### Task material:
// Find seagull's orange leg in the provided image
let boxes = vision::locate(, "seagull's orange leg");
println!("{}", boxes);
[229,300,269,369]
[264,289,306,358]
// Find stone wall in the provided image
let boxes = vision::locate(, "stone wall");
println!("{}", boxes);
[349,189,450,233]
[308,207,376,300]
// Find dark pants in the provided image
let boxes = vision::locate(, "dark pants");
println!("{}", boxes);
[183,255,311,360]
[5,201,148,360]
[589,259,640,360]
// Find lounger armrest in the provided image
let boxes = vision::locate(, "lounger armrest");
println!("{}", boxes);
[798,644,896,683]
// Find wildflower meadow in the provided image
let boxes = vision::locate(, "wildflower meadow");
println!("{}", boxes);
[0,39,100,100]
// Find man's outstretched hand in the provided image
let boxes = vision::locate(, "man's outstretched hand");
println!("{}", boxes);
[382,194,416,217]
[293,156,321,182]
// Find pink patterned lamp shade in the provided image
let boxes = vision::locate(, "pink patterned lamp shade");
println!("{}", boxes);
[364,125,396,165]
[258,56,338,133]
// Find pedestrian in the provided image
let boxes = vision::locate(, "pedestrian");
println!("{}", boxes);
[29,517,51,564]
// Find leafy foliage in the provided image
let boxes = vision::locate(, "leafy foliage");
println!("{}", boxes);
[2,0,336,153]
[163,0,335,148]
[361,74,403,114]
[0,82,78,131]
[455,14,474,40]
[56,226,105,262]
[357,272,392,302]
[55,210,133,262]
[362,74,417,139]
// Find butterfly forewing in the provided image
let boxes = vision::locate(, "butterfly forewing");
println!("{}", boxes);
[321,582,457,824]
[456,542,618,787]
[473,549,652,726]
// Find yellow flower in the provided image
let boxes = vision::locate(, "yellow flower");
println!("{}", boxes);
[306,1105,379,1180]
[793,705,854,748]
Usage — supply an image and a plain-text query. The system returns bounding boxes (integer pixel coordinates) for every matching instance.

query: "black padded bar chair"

### Instruction:
Swap "stone wall" for "brick wall" wherever it appears in the data above, and reproduce every other line unchanged.

### Solution to the problem:
// Find seagull's orange leg in the provided image
let boxes = vision::locate(, "seagull's orange leg");
println!("{}", boxes);
[229,300,269,369]
[264,289,306,358]
// Find brick wall in the provided image
let boxes = vision::locate(, "brick wall");
println!("{}", boxes);
[349,189,450,233]
[308,207,376,300]
// Find dark pants in the provided image
let boxes = vision::locate(, "dark pants");
println!("{}", boxes);
[183,255,311,360]
[5,201,148,360]
[589,259,640,360]
// Find lounger armrest in the provided image
let boxes = vision::locate(, "lounger armrest");
println!("{}", boxes);
[798,644,896,683]
// Find wildflower meadow in the provided image
let boxes = vision::locate(, "wildflower meadow");
println!("{}", boxes);
[0,39,100,100]
// Find man's outstretched hand in the provided image
let boxes = vision::locate(, "man's outstretched hand");
println!("{}", boxes);
[382,194,416,217]
[293,156,321,182]
// Find pink patterned lamp shade in the provided image
let boxes = vision::locate(, "pink patterned lamp shade");
println!("{}", boxes);
[364,125,396,165]
[258,56,338,133]
// Find pedestrian in the provided image
let boxes = vision::locate(, "pedestrian");
println!("{}", boxes);
[29,517,51,564]
// Find leafy foliage in the provided image
let boxes = vision::locate(, "leafy foliage");
println!("{}", boxes);
[2,0,336,153]
[163,0,335,148]
[361,74,403,114]
[0,82,78,131]
[455,14,474,40]
[56,226,105,262]
[357,272,392,302]
[55,210,133,262]
[362,74,417,139]
// Find butterfly forewing in the provided image
let boxes = vision::locate(, "butterfly forewing");
println!("{}", boxes);
[321,582,457,824]
[456,542,618,787]
[473,549,652,726]
// Find yellow flower in the provided image
let boxes = vision::locate(, "yellow flower");
println!("{}", boxes);
[306,1105,379,1180]
[793,705,854,748]
Usage — supply an image and a plain-text query. The system returns bounding boxes (integer pixel coordinates) for every matching instance.

query: "black padded bar chair"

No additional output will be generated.